Internet, Twitter Blocked in China City After Ethnic Riot
China appeared to block Twitter across the country and Internet access in a western province on Monday, after ethnic riots killed at least 140 people in the remote region.
Calls to the relatively autonomous provincial operators would not connect on Tuesday. A China Mobile spokeswoman said the company's Beijing office had not heard of an Internet blackout in Xinjiang.
Video of the riots posted on YouTube showed buildings burning, police or paramilitary troops running and hundreds of people streaming down streets. YouTube has been blocked in China for months.
China has long sought to restrict the expression of views that contradict official lines on and off the Internet. Chinese state media last month criticized Western cheering for Iranian activists who used Twitter to share information following contested elections.
Twitter is increasingly popular in China, but its user base is confined mostly to well-off urbanites.

→ **Required work**
• A. From the news article, extract everything from "Calls to the" down to "China for months.".
• B. Extend the news article on China blocking Twitter after the riots, starting right after its last sentence.

Stored records:
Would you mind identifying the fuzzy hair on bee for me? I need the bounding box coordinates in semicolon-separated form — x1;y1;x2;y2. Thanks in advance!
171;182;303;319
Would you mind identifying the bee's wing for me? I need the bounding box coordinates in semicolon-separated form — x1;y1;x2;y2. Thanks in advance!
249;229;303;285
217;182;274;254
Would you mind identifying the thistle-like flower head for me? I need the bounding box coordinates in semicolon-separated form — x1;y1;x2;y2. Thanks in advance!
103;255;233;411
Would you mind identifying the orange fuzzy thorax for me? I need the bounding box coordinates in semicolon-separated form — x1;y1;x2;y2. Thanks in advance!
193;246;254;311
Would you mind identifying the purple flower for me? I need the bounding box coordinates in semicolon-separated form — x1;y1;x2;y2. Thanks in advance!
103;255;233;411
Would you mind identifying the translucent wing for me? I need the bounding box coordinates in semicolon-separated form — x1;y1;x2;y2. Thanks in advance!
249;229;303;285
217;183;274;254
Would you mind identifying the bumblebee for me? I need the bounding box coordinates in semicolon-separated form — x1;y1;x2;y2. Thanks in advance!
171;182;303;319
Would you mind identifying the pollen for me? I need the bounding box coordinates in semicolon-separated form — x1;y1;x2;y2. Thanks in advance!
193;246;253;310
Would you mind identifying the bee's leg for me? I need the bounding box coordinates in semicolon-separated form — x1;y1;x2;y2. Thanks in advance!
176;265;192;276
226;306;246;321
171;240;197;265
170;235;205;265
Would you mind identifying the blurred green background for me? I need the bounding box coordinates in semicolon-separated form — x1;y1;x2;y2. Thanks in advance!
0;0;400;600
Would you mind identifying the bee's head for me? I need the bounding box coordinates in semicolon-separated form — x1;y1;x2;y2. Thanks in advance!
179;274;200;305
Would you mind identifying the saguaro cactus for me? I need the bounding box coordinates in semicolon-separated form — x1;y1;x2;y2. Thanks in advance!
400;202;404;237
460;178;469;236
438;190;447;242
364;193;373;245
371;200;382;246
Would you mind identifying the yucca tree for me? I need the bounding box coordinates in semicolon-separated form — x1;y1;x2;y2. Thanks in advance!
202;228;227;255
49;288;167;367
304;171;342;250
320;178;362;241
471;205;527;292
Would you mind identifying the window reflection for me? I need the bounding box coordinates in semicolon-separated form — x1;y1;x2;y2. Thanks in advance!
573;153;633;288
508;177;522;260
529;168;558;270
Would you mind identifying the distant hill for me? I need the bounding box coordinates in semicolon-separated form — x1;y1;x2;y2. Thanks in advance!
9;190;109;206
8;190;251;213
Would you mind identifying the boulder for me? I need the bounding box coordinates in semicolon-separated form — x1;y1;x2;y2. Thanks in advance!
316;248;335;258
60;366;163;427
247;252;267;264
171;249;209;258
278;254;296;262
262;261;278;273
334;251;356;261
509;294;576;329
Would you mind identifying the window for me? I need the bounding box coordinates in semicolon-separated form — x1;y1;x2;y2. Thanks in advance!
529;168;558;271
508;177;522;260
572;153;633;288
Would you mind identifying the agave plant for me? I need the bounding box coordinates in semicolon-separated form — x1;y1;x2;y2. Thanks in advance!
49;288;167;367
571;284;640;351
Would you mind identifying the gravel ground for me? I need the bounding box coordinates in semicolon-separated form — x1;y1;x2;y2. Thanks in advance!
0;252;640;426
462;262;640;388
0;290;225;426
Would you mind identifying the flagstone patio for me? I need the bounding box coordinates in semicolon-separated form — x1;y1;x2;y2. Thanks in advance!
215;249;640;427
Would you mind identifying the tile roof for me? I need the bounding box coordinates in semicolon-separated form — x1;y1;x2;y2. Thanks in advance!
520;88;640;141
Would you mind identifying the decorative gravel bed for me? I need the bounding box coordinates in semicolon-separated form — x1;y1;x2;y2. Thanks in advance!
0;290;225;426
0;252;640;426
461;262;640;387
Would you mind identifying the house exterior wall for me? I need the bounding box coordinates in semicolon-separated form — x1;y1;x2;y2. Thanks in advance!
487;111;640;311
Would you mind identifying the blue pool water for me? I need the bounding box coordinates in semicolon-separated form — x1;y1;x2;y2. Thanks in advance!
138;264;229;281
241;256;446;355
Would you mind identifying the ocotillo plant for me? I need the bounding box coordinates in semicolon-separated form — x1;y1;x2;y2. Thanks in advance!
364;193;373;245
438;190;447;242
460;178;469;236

→ **Solved tasks**
• A.
Calls to the relatively autonomous provincial operators would not connect on Tuesday. A China Mobile spokeswoman said the company's Beijing office had not heard of an Internet blackout in Xinjiang.
Video of the riots posted on YouTube showed buildings burning, police or paramilitary troops running and hundreds of people streaming down streets. YouTube has been blocked in China for months.

• B.
The Xinjiang regional government blamed a global Uighur organization it labeled separatist for starting the riots, according to Xinhua. But injured people brought to one hospital included both Uighurs and members of the Han ethnicity, who make up the overwhelming majority in China, according to another Xinhua report.
Uighurs, mostly Muslims, speak a Turkic language and have more cultural similarities to central Asians than to Han Chinese.
The official death toll from the riots outstrips any unrest in China in many years.
"This is very big. The government always alters the death toll but this time the number came in astronomically high," said Wu'er.
"That can only mean one thing," he said. "This time it's brutal."